Find and copy each line of the data that includes "sewing".

------------------------------------

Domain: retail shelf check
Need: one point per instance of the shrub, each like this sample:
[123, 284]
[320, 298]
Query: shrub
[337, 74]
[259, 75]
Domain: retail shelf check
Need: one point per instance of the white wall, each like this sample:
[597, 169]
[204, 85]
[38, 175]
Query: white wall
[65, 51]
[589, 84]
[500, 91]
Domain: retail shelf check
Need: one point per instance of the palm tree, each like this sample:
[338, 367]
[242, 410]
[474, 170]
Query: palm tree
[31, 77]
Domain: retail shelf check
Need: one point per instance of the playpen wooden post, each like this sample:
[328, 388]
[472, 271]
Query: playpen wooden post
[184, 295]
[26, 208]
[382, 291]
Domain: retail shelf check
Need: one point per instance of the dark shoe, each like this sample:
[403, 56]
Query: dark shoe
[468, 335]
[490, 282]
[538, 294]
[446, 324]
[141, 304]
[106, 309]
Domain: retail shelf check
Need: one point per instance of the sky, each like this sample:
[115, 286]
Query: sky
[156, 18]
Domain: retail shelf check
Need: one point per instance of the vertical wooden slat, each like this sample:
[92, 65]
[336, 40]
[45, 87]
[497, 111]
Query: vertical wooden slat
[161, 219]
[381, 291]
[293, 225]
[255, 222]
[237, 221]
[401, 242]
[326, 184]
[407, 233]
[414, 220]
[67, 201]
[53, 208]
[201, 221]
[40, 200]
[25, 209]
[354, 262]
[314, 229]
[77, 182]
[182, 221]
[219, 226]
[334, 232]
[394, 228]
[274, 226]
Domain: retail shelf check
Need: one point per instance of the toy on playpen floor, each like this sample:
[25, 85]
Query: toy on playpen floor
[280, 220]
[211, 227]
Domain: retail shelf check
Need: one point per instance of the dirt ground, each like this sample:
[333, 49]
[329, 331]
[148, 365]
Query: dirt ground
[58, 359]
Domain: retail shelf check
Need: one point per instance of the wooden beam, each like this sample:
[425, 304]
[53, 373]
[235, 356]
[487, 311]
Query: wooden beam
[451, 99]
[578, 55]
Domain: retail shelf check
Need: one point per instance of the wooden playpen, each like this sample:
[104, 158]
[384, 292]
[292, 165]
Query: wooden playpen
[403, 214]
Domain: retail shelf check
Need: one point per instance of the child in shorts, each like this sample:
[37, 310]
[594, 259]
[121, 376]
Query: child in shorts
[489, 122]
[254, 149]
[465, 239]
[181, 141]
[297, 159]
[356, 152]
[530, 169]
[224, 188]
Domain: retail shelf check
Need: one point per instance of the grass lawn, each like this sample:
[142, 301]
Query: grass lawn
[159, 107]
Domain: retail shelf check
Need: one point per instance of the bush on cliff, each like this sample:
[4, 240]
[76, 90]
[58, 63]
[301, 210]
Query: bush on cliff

------------------------------------

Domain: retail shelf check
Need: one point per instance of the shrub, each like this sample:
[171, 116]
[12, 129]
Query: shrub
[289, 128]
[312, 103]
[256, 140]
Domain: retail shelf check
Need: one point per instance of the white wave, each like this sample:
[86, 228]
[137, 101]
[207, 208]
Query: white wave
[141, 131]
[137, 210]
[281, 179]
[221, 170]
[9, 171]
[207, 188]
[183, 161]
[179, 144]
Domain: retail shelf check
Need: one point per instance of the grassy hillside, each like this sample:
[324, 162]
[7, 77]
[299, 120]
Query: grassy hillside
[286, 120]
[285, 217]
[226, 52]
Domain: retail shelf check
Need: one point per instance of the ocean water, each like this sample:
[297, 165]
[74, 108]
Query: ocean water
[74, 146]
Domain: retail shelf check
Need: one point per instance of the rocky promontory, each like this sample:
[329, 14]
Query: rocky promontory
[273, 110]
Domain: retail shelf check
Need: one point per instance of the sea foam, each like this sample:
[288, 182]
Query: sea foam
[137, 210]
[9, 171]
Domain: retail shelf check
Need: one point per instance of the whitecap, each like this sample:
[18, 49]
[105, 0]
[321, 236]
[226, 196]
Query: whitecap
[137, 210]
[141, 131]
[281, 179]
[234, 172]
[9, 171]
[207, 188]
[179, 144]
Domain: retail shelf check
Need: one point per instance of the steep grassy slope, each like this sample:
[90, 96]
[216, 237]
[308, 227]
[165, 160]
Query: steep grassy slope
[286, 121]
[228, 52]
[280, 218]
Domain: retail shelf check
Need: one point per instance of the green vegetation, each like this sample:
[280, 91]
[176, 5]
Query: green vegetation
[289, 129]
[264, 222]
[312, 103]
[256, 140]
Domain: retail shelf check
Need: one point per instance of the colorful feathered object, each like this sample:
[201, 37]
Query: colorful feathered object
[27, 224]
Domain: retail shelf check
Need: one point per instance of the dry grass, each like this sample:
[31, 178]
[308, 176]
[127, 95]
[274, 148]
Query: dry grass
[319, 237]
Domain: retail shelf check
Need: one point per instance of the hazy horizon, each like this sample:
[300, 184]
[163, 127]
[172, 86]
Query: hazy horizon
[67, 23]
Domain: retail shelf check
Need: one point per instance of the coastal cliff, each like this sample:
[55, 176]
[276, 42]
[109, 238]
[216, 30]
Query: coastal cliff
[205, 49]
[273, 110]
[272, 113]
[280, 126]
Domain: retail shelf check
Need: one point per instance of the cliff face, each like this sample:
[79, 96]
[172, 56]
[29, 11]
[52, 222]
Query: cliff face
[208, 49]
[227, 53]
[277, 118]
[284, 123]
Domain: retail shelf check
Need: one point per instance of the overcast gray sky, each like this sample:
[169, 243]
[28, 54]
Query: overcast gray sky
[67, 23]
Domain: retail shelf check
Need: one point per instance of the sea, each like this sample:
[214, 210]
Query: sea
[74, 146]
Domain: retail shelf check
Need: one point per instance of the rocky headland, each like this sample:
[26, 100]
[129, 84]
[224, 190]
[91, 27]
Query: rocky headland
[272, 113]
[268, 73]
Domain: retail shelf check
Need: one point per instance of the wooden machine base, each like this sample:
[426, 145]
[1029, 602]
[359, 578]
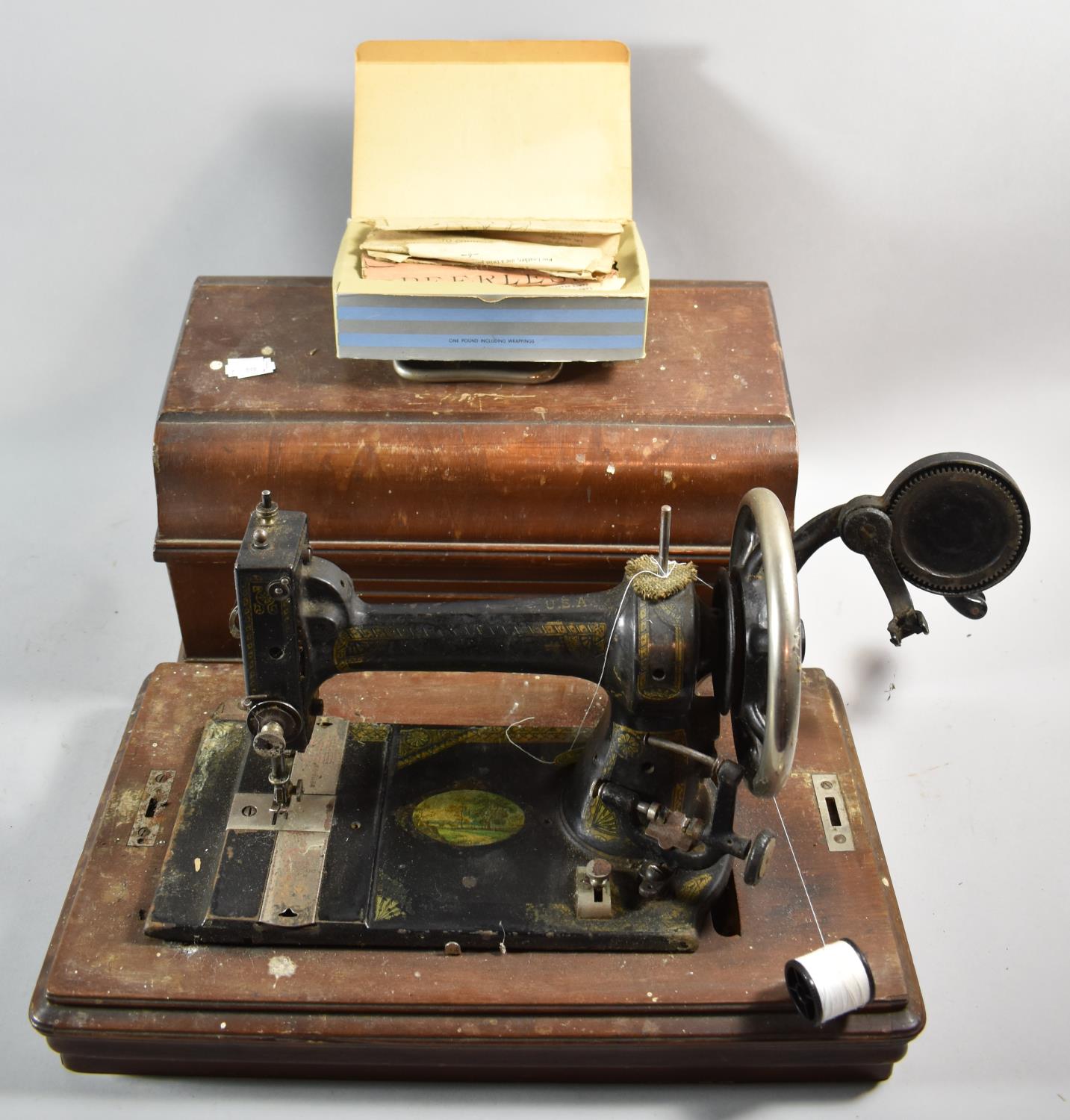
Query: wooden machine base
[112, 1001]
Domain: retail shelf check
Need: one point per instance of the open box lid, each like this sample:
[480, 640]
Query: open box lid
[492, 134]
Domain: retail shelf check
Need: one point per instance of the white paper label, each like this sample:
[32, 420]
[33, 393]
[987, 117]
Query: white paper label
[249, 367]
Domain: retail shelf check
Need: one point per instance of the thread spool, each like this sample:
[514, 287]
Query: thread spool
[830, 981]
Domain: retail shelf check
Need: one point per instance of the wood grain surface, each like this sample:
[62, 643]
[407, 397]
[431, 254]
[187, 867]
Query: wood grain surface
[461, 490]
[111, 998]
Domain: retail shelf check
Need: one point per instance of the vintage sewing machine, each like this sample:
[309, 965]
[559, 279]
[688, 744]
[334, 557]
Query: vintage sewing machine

------------------------------------

- Written response -
Need: one point per instance of the vintage sewing machine, each like this sample:
Query: vintage sewing machine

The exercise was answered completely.